■ Task to complete
When the string "canopy" occurs in a line of the records, show that line.

++++++++

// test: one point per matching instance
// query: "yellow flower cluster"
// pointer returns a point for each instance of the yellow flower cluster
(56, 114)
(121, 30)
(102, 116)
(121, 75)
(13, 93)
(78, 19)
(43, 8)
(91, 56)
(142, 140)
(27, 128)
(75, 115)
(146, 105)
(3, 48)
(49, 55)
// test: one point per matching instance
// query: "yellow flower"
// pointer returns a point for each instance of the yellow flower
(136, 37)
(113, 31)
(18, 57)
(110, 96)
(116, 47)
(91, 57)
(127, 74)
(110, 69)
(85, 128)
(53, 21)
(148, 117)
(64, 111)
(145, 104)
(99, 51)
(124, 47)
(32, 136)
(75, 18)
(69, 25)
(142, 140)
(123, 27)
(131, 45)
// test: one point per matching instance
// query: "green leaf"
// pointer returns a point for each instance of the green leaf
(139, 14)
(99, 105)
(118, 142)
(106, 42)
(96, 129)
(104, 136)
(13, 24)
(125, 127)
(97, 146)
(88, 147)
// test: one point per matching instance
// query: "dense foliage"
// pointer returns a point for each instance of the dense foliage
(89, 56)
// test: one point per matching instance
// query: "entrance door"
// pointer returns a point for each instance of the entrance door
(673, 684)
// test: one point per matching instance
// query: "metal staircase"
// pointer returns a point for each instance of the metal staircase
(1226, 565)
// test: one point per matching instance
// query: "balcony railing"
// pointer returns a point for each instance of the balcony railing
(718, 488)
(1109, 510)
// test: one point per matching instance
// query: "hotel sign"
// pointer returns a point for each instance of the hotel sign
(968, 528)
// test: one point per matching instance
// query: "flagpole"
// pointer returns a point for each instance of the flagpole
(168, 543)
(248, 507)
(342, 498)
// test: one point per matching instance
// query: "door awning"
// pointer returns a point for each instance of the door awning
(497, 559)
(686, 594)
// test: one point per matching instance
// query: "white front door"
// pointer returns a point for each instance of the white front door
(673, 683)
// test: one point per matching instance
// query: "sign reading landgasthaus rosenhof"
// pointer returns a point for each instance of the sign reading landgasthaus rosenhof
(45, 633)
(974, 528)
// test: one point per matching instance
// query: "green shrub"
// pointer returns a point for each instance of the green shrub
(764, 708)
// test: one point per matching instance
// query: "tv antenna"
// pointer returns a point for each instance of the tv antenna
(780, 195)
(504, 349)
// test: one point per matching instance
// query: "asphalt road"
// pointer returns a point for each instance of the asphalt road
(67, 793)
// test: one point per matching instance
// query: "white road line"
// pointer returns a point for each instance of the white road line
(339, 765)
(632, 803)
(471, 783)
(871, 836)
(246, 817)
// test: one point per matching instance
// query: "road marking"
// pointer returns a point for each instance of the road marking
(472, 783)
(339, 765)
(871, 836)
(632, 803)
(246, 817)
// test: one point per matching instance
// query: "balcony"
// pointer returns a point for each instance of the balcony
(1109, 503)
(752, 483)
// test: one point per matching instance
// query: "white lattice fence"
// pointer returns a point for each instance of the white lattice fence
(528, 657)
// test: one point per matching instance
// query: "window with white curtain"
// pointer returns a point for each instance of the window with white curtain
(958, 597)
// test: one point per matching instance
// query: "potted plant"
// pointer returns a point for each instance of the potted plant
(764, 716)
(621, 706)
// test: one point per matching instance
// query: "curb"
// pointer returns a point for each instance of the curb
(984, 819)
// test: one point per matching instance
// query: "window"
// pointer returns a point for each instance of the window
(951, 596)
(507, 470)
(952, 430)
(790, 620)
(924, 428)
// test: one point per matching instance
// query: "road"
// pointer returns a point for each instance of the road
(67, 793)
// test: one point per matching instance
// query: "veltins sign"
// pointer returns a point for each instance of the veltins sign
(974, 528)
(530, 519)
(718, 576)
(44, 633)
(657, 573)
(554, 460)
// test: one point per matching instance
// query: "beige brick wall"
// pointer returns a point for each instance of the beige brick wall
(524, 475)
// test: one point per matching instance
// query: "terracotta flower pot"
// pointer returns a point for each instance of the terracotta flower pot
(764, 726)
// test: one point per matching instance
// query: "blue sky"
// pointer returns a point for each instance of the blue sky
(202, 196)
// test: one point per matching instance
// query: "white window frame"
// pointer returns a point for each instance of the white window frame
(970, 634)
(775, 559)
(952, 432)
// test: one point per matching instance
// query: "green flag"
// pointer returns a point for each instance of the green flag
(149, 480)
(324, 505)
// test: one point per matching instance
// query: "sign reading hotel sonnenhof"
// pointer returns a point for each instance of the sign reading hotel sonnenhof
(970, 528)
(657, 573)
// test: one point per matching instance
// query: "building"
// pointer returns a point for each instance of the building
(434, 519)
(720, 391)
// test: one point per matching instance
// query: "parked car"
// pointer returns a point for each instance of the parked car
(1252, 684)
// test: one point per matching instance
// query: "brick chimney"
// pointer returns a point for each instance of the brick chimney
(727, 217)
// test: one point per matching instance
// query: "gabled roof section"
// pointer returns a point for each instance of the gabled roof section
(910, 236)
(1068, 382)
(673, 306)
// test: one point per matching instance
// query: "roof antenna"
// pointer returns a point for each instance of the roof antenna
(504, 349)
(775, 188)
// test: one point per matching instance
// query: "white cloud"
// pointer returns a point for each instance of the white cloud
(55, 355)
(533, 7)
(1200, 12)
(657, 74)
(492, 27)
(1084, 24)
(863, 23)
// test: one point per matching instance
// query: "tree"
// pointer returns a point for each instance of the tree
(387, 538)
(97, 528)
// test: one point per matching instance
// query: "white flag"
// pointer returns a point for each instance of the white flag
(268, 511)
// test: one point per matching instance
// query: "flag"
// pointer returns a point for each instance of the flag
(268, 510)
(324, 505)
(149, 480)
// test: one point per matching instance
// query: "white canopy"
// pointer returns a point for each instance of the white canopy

++++++++

■ Exercise response
// query: "white canopy"
// pointer returns a point for each instance of the white canopy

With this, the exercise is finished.